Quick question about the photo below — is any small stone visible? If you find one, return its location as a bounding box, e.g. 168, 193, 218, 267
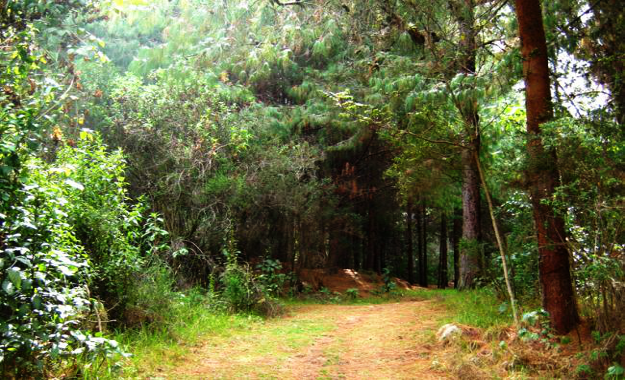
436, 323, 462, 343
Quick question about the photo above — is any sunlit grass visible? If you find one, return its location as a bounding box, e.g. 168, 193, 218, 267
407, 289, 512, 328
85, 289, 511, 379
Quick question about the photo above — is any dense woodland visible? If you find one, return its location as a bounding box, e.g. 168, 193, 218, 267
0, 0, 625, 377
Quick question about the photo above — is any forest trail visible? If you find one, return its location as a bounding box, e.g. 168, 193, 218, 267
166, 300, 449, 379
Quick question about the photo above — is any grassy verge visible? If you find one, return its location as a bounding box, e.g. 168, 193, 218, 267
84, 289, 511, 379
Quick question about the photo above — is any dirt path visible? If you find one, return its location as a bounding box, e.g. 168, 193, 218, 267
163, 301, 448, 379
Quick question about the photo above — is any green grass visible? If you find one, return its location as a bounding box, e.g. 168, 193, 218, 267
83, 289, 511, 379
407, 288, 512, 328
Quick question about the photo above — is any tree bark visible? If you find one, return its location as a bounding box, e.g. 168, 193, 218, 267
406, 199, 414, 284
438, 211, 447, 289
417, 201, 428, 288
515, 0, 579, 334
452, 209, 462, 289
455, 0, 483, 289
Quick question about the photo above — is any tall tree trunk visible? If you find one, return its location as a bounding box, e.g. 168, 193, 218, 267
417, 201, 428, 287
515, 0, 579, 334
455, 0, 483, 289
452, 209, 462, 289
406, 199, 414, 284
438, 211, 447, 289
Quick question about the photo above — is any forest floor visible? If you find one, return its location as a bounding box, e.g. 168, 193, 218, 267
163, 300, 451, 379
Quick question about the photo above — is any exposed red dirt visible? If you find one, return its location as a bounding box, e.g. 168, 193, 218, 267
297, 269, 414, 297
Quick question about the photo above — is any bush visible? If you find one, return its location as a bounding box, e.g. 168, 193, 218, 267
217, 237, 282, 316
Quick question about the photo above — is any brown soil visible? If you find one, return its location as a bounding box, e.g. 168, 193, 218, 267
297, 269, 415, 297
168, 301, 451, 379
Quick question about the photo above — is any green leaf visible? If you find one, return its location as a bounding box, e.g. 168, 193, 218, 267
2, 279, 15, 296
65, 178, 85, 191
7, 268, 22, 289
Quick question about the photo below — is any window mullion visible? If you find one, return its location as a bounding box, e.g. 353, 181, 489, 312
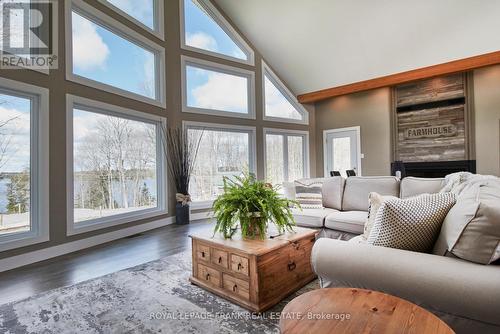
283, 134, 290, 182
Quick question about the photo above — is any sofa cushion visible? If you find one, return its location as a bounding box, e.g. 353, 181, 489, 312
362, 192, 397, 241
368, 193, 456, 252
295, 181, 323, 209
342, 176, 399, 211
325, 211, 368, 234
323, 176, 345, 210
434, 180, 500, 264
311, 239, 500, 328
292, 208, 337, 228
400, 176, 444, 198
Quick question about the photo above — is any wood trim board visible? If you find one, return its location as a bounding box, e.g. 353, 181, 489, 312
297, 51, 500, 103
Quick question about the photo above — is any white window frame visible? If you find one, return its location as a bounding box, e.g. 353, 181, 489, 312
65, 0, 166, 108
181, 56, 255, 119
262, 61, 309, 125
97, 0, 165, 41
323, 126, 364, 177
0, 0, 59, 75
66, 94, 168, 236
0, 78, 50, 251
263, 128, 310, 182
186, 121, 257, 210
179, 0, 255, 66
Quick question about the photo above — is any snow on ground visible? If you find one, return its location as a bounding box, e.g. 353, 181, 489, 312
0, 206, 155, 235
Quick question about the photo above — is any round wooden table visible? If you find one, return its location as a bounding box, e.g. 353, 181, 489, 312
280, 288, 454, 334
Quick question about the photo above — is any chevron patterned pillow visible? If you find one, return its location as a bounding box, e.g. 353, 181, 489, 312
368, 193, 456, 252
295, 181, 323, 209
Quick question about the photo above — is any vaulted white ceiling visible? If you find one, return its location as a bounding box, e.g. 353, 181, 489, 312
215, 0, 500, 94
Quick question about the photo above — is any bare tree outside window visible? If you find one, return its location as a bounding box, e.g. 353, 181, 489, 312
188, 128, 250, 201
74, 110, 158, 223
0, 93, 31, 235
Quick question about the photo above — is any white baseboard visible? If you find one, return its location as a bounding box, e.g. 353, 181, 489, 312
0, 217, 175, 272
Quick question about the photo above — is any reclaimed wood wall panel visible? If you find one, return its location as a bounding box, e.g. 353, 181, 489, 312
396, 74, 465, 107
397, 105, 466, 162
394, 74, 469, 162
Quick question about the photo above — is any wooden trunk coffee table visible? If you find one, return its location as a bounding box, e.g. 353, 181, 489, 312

◇ ◇ ◇ ◇ ◇

# Written task
Lay out the rows above, from the first one through the line with "85, 289, 511, 379", as a two-column CSV with the headers text and answer. Use one CSV line per row, put each field in quotes with line breaks turned into spaces, and leave the pictures out.

# Final answer
text,answer
"Quick question about the photo below — is any small stone visible? If you find one, return its location as a bounding box, e.g. 168, 193, 218, 267","436, 323, 462, 343"
"Quick question about the photo above — is any sunlit grass visible? If you find one, return its location as a bounding box, e.g. 168, 193, 218, 267","407, 289, 512, 328 85, 289, 511, 379"